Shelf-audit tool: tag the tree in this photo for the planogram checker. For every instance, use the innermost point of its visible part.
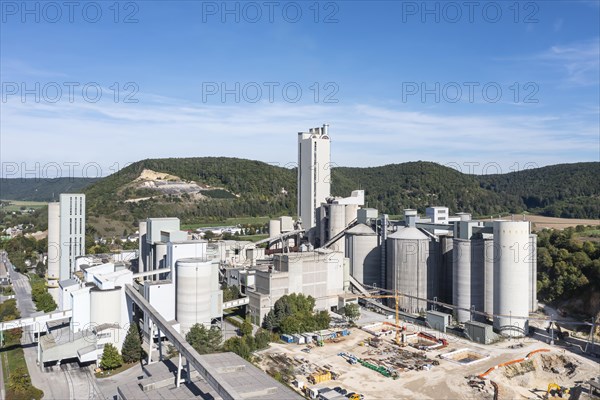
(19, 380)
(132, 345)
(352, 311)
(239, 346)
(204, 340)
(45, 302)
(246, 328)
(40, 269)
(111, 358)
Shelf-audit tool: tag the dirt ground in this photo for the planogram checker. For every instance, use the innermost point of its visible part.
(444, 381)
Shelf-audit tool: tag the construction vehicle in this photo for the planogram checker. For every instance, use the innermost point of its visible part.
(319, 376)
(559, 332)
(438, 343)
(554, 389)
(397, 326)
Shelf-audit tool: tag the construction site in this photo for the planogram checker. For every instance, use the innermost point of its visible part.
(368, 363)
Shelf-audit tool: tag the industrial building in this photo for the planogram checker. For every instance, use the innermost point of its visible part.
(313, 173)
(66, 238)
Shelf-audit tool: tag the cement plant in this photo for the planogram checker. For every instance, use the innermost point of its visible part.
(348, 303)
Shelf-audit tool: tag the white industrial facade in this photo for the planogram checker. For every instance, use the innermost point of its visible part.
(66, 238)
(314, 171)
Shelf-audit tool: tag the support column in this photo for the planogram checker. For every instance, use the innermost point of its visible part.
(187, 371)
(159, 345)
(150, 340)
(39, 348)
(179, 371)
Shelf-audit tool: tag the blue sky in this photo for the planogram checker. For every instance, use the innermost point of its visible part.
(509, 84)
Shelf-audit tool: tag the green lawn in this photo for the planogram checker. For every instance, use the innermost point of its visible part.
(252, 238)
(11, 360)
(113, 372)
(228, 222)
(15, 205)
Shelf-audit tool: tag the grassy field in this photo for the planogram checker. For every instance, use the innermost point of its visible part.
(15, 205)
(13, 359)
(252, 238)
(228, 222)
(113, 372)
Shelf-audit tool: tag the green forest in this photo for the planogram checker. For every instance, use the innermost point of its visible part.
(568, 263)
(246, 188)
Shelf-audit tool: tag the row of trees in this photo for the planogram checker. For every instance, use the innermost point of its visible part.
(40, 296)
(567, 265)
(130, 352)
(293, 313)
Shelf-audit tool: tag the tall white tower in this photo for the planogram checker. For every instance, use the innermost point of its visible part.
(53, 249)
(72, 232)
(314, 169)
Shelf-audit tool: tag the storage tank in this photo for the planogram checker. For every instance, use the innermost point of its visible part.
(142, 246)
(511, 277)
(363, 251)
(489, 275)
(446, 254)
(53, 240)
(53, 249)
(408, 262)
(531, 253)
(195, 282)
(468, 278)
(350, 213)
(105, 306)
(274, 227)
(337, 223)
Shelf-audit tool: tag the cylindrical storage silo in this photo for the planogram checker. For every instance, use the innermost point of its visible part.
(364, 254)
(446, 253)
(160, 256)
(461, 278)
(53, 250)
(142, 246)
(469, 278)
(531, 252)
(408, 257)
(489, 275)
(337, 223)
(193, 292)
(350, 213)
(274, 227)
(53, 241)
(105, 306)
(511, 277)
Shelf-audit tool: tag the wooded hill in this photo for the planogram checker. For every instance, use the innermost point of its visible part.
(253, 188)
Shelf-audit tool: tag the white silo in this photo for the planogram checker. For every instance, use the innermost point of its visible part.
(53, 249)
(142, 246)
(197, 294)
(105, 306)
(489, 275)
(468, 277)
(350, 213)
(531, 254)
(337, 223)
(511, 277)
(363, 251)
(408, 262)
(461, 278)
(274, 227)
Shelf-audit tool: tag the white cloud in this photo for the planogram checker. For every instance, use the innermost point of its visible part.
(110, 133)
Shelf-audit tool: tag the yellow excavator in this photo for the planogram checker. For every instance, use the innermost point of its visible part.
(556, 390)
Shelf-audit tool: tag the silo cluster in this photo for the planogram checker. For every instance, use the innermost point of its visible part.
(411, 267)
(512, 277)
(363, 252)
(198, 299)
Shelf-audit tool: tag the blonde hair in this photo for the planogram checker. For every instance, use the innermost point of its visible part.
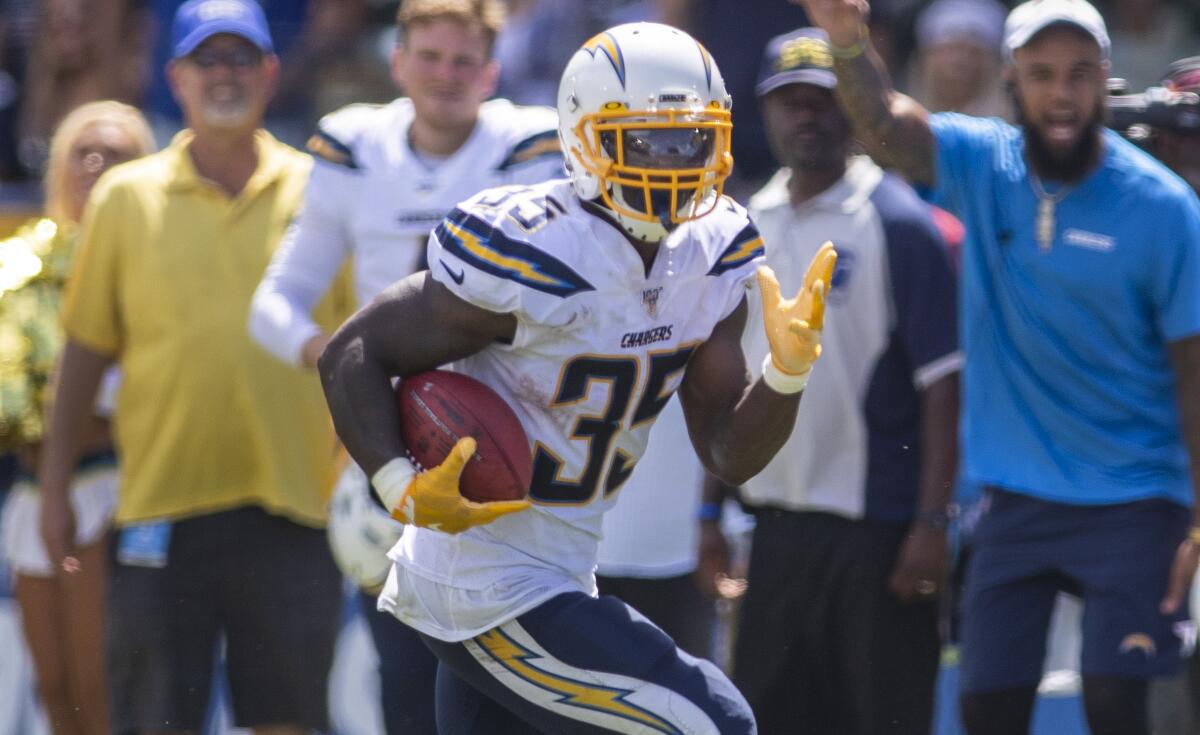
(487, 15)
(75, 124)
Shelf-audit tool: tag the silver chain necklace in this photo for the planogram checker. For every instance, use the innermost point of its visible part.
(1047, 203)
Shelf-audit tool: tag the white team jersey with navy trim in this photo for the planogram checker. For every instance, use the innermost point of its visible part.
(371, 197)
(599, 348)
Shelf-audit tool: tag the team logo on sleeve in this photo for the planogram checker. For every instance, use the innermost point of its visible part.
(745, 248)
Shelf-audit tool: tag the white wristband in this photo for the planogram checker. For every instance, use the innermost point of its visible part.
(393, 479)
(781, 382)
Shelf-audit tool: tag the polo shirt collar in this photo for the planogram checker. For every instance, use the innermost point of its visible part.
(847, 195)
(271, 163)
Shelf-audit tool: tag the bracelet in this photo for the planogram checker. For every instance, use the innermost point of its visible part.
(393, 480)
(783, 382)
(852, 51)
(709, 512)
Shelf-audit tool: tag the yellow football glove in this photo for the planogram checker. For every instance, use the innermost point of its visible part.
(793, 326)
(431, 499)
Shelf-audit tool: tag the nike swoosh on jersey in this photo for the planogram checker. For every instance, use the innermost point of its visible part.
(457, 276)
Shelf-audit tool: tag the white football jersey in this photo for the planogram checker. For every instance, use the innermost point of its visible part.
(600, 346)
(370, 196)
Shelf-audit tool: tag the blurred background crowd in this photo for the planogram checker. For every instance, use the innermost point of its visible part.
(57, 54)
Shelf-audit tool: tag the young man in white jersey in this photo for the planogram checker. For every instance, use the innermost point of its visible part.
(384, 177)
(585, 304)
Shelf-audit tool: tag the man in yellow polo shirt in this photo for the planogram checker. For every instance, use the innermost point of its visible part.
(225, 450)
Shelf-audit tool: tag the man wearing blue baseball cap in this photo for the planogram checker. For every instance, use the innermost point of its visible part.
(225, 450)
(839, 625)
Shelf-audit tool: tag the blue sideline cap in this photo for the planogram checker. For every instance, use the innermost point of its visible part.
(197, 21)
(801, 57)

◆ ◆ ◆ ◆

What is needed → Once the pictures are removed, copy the listing exactly.

Output for this task →
Shelf-audit tool: tag the tree in this photo for the planogram checker. For every instance, use the innermost point of its visible part.
(19, 380)
(132, 345)
(352, 311)
(239, 346)
(204, 340)
(45, 302)
(246, 328)
(40, 269)
(111, 358)
Shelf-audit tool: tag the dirt ground in this photo for the planogram checker. For every instance, use the innermost point of its visible part.
(444, 381)
Shelf-audit tool: tag the construction vehicle in this photo for the planogram checker. For every instance, use the innermost point of its visible part.
(319, 376)
(559, 332)
(438, 343)
(554, 389)
(397, 326)
Shelf-audit tool: tag the construction site in this photo for the planogram checker. For every instance, use the innermost point of its visible part.
(368, 363)
Shelf-audit tool: tag the industrial building in this photo for the planogram checker. For every instance, use the innermost point of its visible part.
(313, 173)
(66, 238)
Shelf-audit tool: tag the cement plant in this photo for the planogram checker. For every instance, use the innermost point of its visible part.
(348, 303)
Shelf-audit tool: tag the white industrial facade in this photo for the planogram checker. For every instance, use the innermost point of its visible part.
(66, 238)
(314, 171)
Shelf-audit tool: tag the support column in this photo for the planogram checker. For every instance, use the innermost point of its visible part.
(187, 371)
(159, 345)
(150, 340)
(39, 348)
(179, 371)
Shelf-audit tool: tag the blue sky in this photo for the planogram checker. For every instance, use the innermost point of its visible part.
(509, 84)
Shelf-audit tool: tag the green lawn in this photo for the planogram checker. For every instance, use the innermost point of its visible part.
(252, 238)
(11, 360)
(113, 372)
(228, 222)
(15, 205)
Shelf-audit tool: tag the grassy field in this photo for the planogram checker. For every instance, use the innermost point of its visible part.
(15, 205)
(13, 359)
(252, 238)
(228, 222)
(113, 372)
Shelf-audit tool: tag the green forest in this photo for the planogram checker. For every instance, use the innermost point of its visible part.
(568, 263)
(246, 188)
Shelf-audit tool: tag the row of trees in this photo for the planogram checker. For every instance, use the innermost point of its visible part.
(40, 296)
(567, 265)
(130, 352)
(293, 313)
Shelf-audit tool: tag the tall white tower in this photo for the planogram checker. For every instance, use the innermost point of its visible part.
(53, 249)
(72, 232)
(314, 169)
Shelf-audit tool: tag the storage tank in this photo for the planogram checker. For every instance, use the innermost point of its visible part.
(142, 246)
(511, 277)
(363, 251)
(489, 275)
(446, 254)
(53, 240)
(53, 249)
(408, 262)
(531, 253)
(195, 282)
(468, 278)
(350, 213)
(105, 306)
(274, 227)
(337, 223)
Shelf-audit tool: tag the cylindrical storage silo in this photo for the planogram checker. For every instance, use the innermost point of its visible part.
(364, 254)
(446, 253)
(160, 256)
(461, 278)
(53, 250)
(142, 246)
(469, 278)
(531, 252)
(408, 257)
(489, 275)
(337, 223)
(193, 292)
(350, 213)
(274, 227)
(53, 241)
(105, 306)
(511, 277)
Shelf-audit tool: tag the wooded hill in this photo for the planogram checker. For every instance, use the innermost point of its visible part.
(253, 188)
Shelf-audit tool: tag the white silo in this photo for the planogram checker. For every instance, use the innermost point of its visible part.
(53, 249)
(142, 246)
(197, 294)
(105, 306)
(489, 275)
(468, 277)
(350, 213)
(531, 254)
(337, 223)
(511, 277)
(363, 251)
(408, 262)
(461, 278)
(274, 227)
Shelf-audit tool: tag the white cloud in this photo for the planogram checker. For every instance, use the innermost point of its visible part.
(110, 133)
Shelf-audit tool: tag the yellow excavator in this photo for the planogram checker. For every instance, use the innermost point of its visible part.
(556, 390)
Shelf-audit tool: tag the silo cluster in this photo for the planogram checker. For every instance, use the innermost point of its visible part.
(411, 267)
(512, 277)
(363, 252)
(198, 299)
Shelf-audit tool: tag the blonde hair in this photo for the planogram checker. For every instance, use the innermost point of its visible part.
(487, 15)
(75, 124)
Shelf-audit tool: tag the silver chain necklace in this photo for the planogram checker. For every instance, use the innermost point of its visible part.
(1047, 203)
Shelf-audit tool: tag the white team jersey with navy trim in this photo for the planogram checker. For every instance, use the innermost point of its visible part.
(371, 197)
(599, 348)
Shelf-audit tool: tag the team logo on sleeve in this photo for the planogram checker. For every instance, use the innermost point of its visible part.
(745, 248)
Shelf-audit tool: tag the white wristband in this photo for the planogram checker. For every instance, use the innermost point of its visible part.
(393, 479)
(781, 382)
Shelf-audit tool: tag the polo shirt collar in this photo for the planogram checker. For every instance, use the innermost point of its visible part.
(847, 195)
(271, 163)
Shelf-audit tool: tag the bracelet in this photo for the planogram checker. For every instance, use the innermost point of its visible part.
(393, 480)
(783, 382)
(852, 51)
(709, 512)
Shelf-audit tool: tag the yellow football glove in this photo for the planogram checker. For every instance, use the innermost point of its visible part.
(793, 326)
(431, 499)
Shelf-audit tool: tag the nike swoosh on jersey in this photo for the planogram checker. For every instance, use the innermost point of its visible part.
(457, 276)
Shelf-audit tool: tag the white football jersey in this photo for the planogram checker. For every instance, use the innermost point of its visible part.
(600, 346)
(370, 196)
Shelf-audit tool: tag the blurred background crowd in this photo for the planogram checker. For every instance, use the innermost point of its visible part.
(57, 54)
Shelf-audit tool: tag the young man in white jersey in this photo for the planogram checker. For every instance, use the innermost point of its visible part.
(384, 177)
(585, 304)
Shelf-audit tool: tag the man in yellow polo shirt in this photo for the planogram checker. For every instance, use the innermost point of its visible part.
(225, 450)
Shelf-audit tool: tag the man wearing blue baseball cap in this photo for the planogram checker. For every instance, use the innermost point of its visible part.
(225, 450)
(839, 625)
Shelf-audit tool: tag the blue sideline cap in this photo for the planogram checker. For every instance, use the innermost point of its visible part.
(197, 21)
(801, 57)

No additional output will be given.